Assignment. Range to reproduce from the entries below: the line with "Target: green grass", the line with "Target: wood shingle roof", and every line in between. Give them exactly and give nothing else.

Records supplied.

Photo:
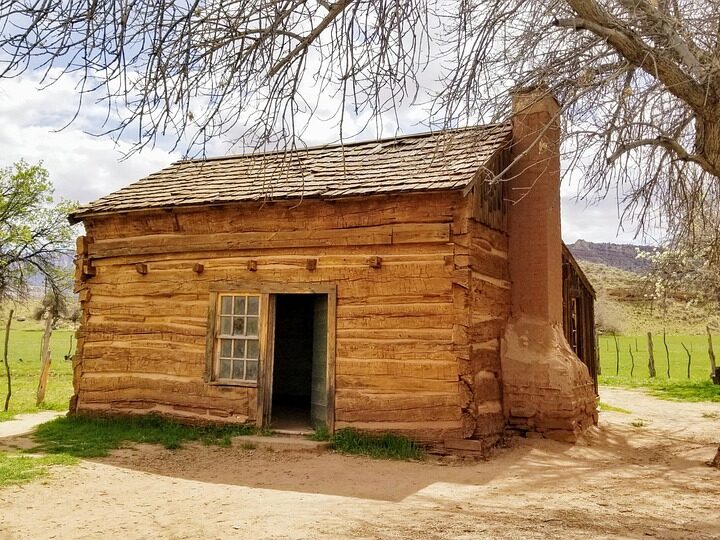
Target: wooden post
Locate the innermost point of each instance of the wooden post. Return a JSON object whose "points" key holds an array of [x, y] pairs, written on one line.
{"points": [[45, 360], [714, 371], [667, 352], [617, 355], [7, 365], [689, 357], [651, 357], [597, 354]]}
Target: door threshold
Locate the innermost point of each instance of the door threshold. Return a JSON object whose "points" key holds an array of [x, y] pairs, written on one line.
{"points": [[298, 432]]}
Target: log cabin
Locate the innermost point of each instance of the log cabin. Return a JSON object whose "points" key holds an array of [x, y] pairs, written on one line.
{"points": [[415, 285]]}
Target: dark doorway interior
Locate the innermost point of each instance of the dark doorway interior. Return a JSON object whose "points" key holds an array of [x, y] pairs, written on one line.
{"points": [[299, 361]]}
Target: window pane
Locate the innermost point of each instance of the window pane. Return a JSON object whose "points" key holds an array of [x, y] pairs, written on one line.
{"points": [[224, 369], [253, 349], [253, 305], [238, 366], [225, 326], [226, 305], [251, 373], [238, 326], [252, 326], [238, 348]]}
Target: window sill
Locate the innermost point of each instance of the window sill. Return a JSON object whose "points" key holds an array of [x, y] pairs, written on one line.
{"points": [[242, 384]]}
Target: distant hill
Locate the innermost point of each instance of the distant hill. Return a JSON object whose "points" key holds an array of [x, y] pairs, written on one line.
{"points": [[621, 256], [623, 305]]}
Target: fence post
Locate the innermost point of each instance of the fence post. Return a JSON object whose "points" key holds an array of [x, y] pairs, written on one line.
{"points": [[651, 357]]}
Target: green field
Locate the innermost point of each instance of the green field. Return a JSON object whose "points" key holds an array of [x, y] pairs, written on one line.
{"points": [[25, 345], [698, 387], [24, 359]]}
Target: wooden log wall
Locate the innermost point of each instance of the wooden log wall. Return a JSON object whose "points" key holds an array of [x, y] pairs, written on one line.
{"points": [[579, 313], [482, 299], [417, 347], [143, 334]]}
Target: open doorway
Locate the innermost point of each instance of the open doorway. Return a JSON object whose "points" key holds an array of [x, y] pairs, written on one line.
{"points": [[299, 394]]}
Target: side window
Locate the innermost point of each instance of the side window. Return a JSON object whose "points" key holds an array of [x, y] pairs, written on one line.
{"points": [[237, 345]]}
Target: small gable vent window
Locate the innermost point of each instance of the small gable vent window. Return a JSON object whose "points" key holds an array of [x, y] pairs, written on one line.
{"points": [[237, 338]]}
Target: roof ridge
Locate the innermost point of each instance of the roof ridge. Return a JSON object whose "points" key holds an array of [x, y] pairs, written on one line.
{"points": [[327, 146]]}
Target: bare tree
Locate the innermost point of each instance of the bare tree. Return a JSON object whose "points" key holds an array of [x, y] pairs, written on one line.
{"points": [[34, 232], [639, 80]]}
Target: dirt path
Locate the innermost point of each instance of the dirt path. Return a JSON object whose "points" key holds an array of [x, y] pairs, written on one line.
{"points": [[621, 482], [25, 423]]}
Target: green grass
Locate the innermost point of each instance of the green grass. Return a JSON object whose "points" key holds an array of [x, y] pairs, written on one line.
{"points": [[612, 408], [94, 437], [385, 446], [320, 434], [24, 360], [19, 469], [698, 387]]}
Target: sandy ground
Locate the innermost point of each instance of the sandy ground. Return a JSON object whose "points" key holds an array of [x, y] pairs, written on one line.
{"points": [[620, 482], [25, 423]]}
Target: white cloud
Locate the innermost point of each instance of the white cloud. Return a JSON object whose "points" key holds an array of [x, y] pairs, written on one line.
{"points": [[84, 167]]}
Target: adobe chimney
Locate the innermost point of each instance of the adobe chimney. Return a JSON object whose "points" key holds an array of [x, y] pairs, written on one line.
{"points": [[534, 216], [546, 388]]}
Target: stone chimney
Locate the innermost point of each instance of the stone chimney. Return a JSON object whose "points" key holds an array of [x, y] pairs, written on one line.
{"points": [[547, 389]]}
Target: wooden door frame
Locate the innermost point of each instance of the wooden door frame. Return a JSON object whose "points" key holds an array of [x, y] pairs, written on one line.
{"points": [[267, 291]]}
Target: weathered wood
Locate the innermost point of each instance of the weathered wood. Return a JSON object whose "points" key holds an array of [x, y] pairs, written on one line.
{"points": [[45, 360], [5, 360], [348, 213], [148, 340]]}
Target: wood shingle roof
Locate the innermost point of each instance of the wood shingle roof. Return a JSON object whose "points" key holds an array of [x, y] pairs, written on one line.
{"points": [[444, 160]]}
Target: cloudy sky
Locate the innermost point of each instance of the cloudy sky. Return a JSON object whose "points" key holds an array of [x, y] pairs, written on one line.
{"points": [[84, 167]]}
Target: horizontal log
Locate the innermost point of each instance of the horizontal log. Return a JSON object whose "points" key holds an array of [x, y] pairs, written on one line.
{"points": [[153, 361], [289, 215], [189, 414], [419, 430], [406, 233], [371, 413], [393, 350], [404, 384], [429, 369], [417, 270], [398, 334], [144, 328]]}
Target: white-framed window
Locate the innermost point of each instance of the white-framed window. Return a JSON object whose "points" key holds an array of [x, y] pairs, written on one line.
{"points": [[237, 342]]}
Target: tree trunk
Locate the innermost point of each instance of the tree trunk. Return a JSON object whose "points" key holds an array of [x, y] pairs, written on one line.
{"points": [[667, 353], [45, 360], [651, 357], [7, 365], [716, 461], [714, 370], [687, 351]]}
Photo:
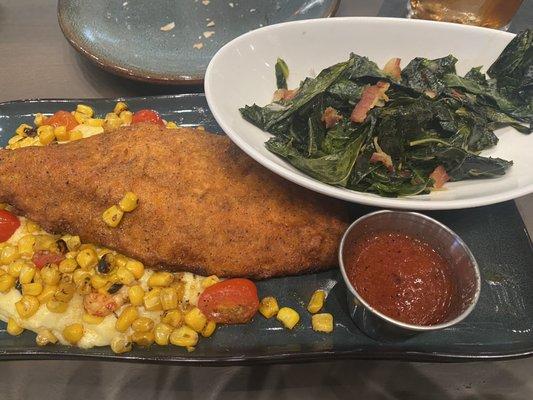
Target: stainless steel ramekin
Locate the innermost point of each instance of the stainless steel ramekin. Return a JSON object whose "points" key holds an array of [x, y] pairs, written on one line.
{"points": [[464, 267]]}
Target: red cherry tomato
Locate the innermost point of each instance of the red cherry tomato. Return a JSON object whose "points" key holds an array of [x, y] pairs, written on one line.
{"points": [[8, 225], [147, 116], [43, 257], [233, 301], [62, 118]]}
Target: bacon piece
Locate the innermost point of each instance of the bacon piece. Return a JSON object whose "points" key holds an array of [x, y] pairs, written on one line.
{"points": [[372, 96], [330, 117]]}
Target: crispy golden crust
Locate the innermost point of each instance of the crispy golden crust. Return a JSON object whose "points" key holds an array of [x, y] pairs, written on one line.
{"points": [[204, 206]]}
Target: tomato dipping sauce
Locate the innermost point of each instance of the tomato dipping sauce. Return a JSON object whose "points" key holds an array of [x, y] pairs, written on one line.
{"points": [[401, 276]]}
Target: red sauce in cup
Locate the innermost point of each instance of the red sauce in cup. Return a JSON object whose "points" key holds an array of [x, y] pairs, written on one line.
{"points": [[401, 276]]}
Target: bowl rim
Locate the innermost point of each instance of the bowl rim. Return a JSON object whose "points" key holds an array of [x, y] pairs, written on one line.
{"points": [[404, 325]]}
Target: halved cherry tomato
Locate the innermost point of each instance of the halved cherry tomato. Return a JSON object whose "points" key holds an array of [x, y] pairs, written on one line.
{"points": [[43, 257], [62, 118], [147, 116], [233, 301], [8, 225]]}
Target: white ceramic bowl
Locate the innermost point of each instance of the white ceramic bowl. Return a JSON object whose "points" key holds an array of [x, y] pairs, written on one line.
{"points": [[242, 72]]}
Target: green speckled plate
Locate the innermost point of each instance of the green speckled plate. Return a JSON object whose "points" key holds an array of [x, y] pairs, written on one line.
{"points": [[125, 37], [501, 326]]}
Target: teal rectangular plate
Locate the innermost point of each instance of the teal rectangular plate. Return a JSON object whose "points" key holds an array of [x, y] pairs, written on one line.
{"points": [[499, 328]]}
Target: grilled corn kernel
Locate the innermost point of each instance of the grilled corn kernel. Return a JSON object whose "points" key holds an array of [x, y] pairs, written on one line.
{"points": [[61, 133], [209, 328], [120, 344], [172, 318], [46, 134], [46, 294], [184, 337], [195, 319], [85, 110], [68, 265], [73, 333], [158, 279], [27, 306], [9, 254], [32, 289], [142, 324], [136, 268], [322, 322], [169, 298], [210, 281], [112, 216], [25, 244], [136, 295], [7, 281], [268, 307], [87, 258], [27, 272], [126, 318], [151, 300], [317, 301], [162, 333], [92, 319], [44, 337], [129, 202], [13, 328], [125, 276], [126, 117], [50, 274], [288, 317]]}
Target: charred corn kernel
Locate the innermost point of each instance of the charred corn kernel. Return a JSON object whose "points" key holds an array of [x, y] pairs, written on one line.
{"points": [[7, 281], [136, 268], [13, 328], [56, 306], [44, 337], [112, 216], [317, 301], [151, 300], [125, 275], [159, 279], [129, 202], [195, 319], [162, 333], [288, 317], [9, 254], [322, 322], [68, 265], [136, 295], [126, 117], [50, 274], [92, 319], [210, 281], [47, 293], [85, 110], [73, 333], [126, 318], [27, 272], [32, 289], [269, 307], [184, 337], [172, 318], [46, 134], [25, 244], [143, 338], [87, 258], [142, 324], [169, 298], [209, 328], [120, 344], [27, 306]]}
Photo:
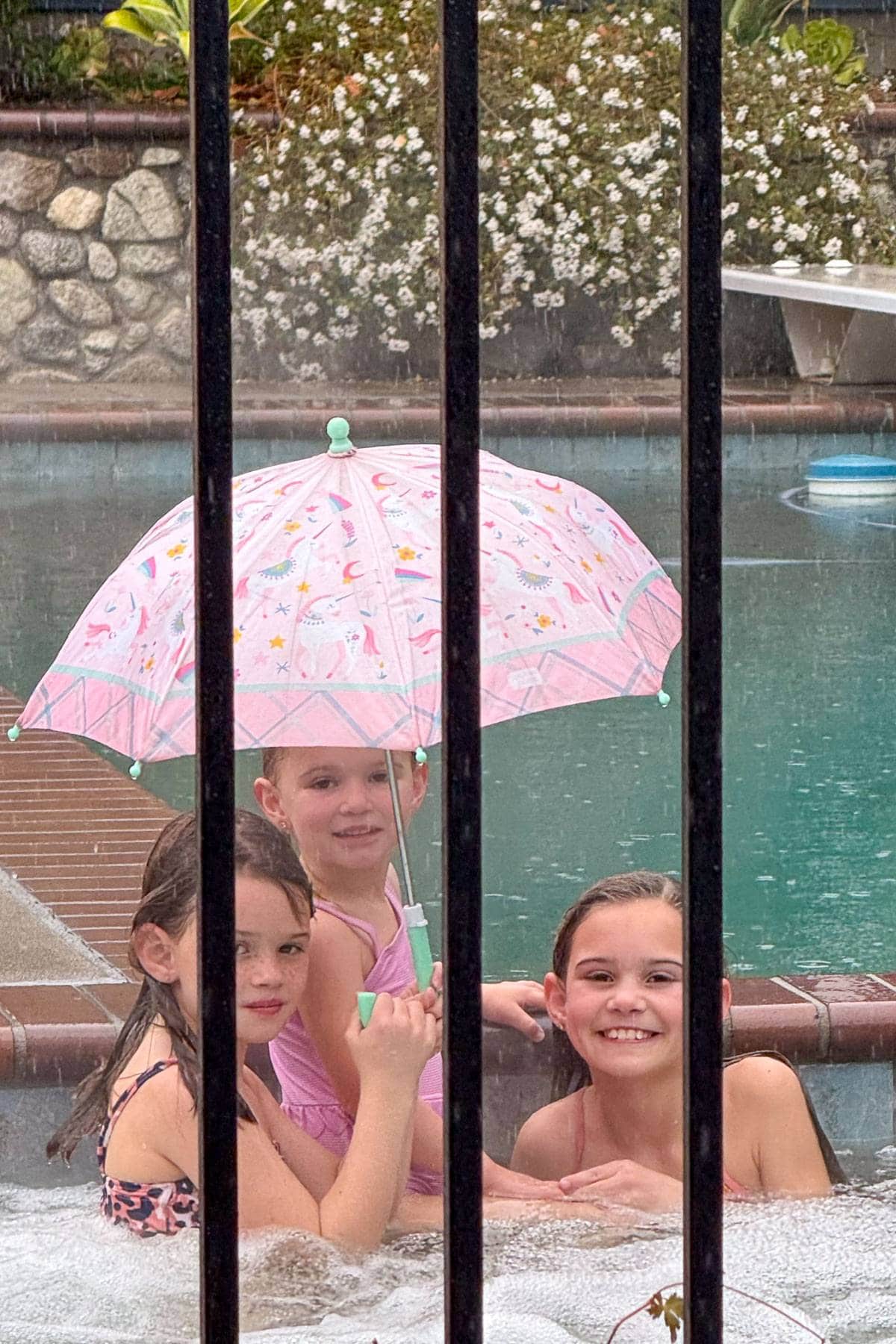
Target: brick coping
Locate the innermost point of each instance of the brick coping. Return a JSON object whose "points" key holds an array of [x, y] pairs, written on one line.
{"points": [[54, 1035], [113, 122], [57, 1034], [173, 122], [575, 408]]}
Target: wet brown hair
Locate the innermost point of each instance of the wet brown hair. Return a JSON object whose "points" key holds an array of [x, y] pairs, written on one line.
{"points": [[272, 761], [570, 1070], [168, 900]]}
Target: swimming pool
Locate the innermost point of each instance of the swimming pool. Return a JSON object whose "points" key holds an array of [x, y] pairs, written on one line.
{"points": [[810, 636], [69, 1278]]}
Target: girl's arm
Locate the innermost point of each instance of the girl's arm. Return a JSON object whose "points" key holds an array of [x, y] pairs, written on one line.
{"points": [[546, 1147], [770, 1095], [329, 1003], [349, 1202]]}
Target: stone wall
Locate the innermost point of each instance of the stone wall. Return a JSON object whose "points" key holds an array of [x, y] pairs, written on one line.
{"points": [[94, 267], [94, 277]]}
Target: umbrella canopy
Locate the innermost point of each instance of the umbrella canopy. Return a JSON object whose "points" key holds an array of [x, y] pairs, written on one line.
{"points": [[337, 611]]}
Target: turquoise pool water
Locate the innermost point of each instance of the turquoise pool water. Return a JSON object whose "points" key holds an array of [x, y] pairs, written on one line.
{"points": [[810, 644]]}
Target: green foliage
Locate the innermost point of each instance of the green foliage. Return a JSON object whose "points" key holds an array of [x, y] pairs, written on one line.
{"points": [[336, 237], [167, 22], [26, 57], [82, 55], [753, 20], [829, 45], [671, 1310]]}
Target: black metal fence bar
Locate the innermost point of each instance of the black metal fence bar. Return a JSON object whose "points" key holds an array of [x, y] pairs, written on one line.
{"points": [[702, 668], [461, 821], [213, 470]]}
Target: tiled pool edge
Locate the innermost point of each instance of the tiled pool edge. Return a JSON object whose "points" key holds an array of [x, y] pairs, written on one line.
{"points": [[859, 414], [52, 1035]]}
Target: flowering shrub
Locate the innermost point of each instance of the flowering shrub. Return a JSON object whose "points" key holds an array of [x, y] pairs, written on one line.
{"points": [[337, 226]]}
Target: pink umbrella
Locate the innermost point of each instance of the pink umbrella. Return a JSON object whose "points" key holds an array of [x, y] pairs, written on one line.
{"points": [[337, 611]]}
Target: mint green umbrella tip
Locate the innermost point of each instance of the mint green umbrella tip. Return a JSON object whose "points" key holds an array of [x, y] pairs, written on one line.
{"points": [[337, 433]]}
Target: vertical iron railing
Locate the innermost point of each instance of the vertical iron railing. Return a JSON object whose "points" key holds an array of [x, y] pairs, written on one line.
{"points": [[213, 470], [461, 820], [702, 663]]}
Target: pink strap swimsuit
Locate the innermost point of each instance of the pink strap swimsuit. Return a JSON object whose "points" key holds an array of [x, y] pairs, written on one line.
{"points": [[308, 1095], [147, 1209]]}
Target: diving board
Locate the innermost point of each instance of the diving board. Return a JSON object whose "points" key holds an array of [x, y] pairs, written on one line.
{"points": [[841, 324]]}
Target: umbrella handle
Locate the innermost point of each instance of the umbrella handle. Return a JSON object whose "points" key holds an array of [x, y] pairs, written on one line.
{"points": [[366, 1001], [403, 862], [420, 940]]}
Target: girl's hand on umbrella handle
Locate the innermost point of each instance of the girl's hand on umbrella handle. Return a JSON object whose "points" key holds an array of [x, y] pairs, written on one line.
{"points": [[432, 996], [396, 1042], [505, 1004]]}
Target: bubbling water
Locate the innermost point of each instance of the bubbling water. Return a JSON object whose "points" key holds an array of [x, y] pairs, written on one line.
{"points": [[70, 1278]]}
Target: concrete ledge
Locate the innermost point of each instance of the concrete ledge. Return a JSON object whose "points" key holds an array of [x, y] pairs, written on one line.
{"points": [[575, 408], [112, 122]]}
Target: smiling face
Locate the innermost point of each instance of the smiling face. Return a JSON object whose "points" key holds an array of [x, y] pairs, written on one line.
{"points": [[272, 962], [337, 804], [620, 1001]]}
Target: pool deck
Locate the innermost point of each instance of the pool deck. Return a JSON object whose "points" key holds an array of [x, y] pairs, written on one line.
{"points": [[574, 406], [74, 833]]}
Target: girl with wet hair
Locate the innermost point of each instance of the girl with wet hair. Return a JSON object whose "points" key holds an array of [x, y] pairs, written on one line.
{"points": [[143, 1101], [615, 1129]]}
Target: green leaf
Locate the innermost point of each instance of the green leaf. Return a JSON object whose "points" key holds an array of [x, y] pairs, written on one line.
{"points": [[158, 15], [238, 33], [127, 22], [243, 11]]}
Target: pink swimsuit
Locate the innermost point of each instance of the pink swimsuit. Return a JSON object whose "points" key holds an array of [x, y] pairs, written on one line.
{"points": [[309, 1098]]}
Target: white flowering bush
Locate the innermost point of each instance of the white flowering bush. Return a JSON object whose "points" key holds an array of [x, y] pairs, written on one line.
{"points": [[336, 213]]}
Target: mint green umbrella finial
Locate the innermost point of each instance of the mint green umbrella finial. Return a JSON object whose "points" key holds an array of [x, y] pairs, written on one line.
{"points": [[340, 443]]}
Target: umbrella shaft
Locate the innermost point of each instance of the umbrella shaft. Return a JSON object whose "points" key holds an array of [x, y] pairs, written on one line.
{"points": [[405, 867]]}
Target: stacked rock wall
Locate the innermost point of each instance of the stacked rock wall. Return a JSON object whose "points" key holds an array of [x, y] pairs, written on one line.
{"points": [[94, 277], [94, 267]]}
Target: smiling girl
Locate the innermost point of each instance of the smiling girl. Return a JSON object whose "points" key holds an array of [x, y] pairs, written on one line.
{"points": [[143, 1101], [336, 806], [615, 999]]}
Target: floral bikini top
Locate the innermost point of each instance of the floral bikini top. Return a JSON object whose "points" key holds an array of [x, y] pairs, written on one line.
{"points": [[148, 1209]]}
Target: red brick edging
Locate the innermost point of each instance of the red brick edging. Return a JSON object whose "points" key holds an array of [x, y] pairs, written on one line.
{"points": [[857, 414], [113, 122]]}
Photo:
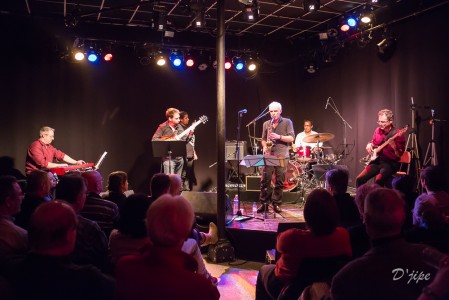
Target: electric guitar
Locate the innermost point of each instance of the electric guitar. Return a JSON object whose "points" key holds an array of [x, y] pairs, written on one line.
{"points": [[203, 119], [373, 156]]}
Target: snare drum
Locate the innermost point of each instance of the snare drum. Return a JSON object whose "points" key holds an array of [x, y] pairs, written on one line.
{"points": [[304, 154]]}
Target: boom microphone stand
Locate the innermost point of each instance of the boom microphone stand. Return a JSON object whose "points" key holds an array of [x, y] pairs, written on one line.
{"points": [[431, 154]]}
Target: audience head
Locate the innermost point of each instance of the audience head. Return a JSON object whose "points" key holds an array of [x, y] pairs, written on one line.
{"points": [[72, 188], [11, 196], [159, 185], [360, 196], [132, 216], [169, 221], [118, 182], [337, 181], [175, 184], [432, 178], [52, 179], [38, 183], [384, 213], [52, 228], [429, 216], [94, 181], [321, 213]]}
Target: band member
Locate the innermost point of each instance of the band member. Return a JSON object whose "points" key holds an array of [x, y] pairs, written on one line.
{"points": [[276, 135], [188, 173], [308, 126], [167, 131], [41, 153], [385, 163]]}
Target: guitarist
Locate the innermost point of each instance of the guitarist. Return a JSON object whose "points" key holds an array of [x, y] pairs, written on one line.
{"points": [[387, 162], [167, 131]]}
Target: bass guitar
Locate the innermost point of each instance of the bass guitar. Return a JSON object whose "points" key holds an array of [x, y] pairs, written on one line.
{"points": [[203, 119], [373, 156]]}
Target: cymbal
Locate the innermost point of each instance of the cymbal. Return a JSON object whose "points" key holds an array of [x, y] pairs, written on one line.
{"points": [[257, 139], [318, 137]]}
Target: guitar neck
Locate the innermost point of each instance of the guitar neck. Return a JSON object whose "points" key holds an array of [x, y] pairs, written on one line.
{"points": [[186, 131]]}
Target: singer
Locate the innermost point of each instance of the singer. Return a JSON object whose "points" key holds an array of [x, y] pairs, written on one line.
{"points": [[277, 133], [166, 131]]}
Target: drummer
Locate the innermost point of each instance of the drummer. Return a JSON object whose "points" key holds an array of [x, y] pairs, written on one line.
{"points": [[308, 125]]}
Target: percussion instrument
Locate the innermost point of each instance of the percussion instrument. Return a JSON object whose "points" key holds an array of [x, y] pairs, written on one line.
{"points": [[304, 154]]}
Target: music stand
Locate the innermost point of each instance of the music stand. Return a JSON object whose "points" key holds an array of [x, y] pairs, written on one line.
{"points": [[263, 160], [168, 148]]}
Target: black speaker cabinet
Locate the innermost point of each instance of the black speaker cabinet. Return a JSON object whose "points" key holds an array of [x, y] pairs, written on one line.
{"points": [[205, 206], [231, 147], [253, 183]]}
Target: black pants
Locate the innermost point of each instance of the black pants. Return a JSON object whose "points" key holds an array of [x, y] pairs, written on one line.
{"points": [[267, 193], [382, 169]]}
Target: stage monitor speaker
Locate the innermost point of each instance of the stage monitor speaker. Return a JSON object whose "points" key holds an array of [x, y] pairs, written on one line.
{"points": [[230, 150], [320, 170], [205, 207]]}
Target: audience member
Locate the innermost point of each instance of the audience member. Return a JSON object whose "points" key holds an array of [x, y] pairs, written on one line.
{"points": [[117, 186], [430, 228], [360, 241], [91, 243], [163, 270], [104, 212], [392, 268], [432, 181], [337, 185], [322, 239], [13, 239], [407, 186], [47, 272], [53, 181], [438, 288], [38, 188], [202, 238]]}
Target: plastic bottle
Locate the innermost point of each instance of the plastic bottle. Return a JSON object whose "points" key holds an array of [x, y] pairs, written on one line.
{"points": [[236, 204]]}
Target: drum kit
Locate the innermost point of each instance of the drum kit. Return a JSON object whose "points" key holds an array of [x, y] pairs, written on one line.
{"points": [[299, 170]]}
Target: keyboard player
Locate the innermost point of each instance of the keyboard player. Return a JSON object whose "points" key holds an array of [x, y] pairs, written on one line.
{"points": [[41, 154]]}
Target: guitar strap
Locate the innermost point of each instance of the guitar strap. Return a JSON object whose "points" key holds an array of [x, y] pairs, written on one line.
{"points": [[389, 135]]}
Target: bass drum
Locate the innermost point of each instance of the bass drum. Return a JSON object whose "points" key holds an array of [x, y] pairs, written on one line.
{"points": [[291, 176]]}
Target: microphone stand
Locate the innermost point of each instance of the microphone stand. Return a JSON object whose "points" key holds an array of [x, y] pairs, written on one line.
{"points": [[345, 123]]}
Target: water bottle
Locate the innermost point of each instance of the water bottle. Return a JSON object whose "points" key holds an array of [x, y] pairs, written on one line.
{"points": [[236, 204]]}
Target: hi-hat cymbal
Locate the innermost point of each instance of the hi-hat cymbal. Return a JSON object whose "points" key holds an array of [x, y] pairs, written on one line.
{"points": [[257, 139], [318, 137]]}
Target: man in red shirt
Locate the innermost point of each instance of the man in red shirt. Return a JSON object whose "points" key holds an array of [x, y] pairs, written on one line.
{"points": [[385, 161], [41, 153]]}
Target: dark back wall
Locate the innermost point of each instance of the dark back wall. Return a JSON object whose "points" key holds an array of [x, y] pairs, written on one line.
{"points": [[117, 107]]}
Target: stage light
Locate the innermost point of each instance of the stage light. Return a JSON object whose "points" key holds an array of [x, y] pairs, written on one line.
{"points": [[250, 12], [79, 55], [197, 9], [228, 63], [311, 5], [238, 63], [176, 59], [251, 64], [107, 57], [351, 21], [160, 59], [190, 62], [367, 16]]}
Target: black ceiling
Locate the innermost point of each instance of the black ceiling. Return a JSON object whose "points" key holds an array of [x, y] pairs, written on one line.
{"points": [[279, 21]]}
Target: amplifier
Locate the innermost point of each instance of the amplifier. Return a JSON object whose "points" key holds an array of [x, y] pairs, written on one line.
{"points": [[253, 183]]}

Task answer.
Target: green grass
Locate the innermost point of each instance of the green grass. Return a JSON object whose "points" key holds an array of [x, y] pairs, written on one line.
{"points": [[612, 408], [94, 437], [385, 446], [320, 434], [24, 360], [19, 469], [698, 387]]}
Target: sandy ground
Locate the innermost point of each instance of the sandy ground. Return a JSON object whose "points" key holds an array of [x, y] pairs, written on one line.
{"points": [[620, 482], [25, 423]]}
Target: white cloud
Locate the innermost point of each instance of the white cloud. Return a JSON object whose "points" key holds an array of [x, y] pairs, written on one line.
{"points": [[84, 167]]}
Target: adobe chimney
Locate the innermost point of each instance of the adobe chimney. Return a JSON object whose "points" key holds an array of [x, y] pairs, written on one line.
{"points": [[534, 216], [546, 388]]}
Target: stone chimney
Locate the innermost point of each instance of the stone chimney. Return a JSON object whose "points" key holds an array of [x, y] pairs, written on one line.
{"points": [[547, 389]]}
Target: wooden door frame
Locate the innermost point of each instance of the wooden door frame. Return a JSON object whose "points" key holds an array of [x, y] pairs, written on one line.
{"points": [[267, 291]]}
Target: weathered wood
Locate the innermost point of each instance of the weathered wood. Return a JSON object whose "points" key holds an array of [x, y] pairs, written on one line.
{"points": [[45, 360], [5, 360], [348, 213], [148, 340]]}
Target: wood shingle roof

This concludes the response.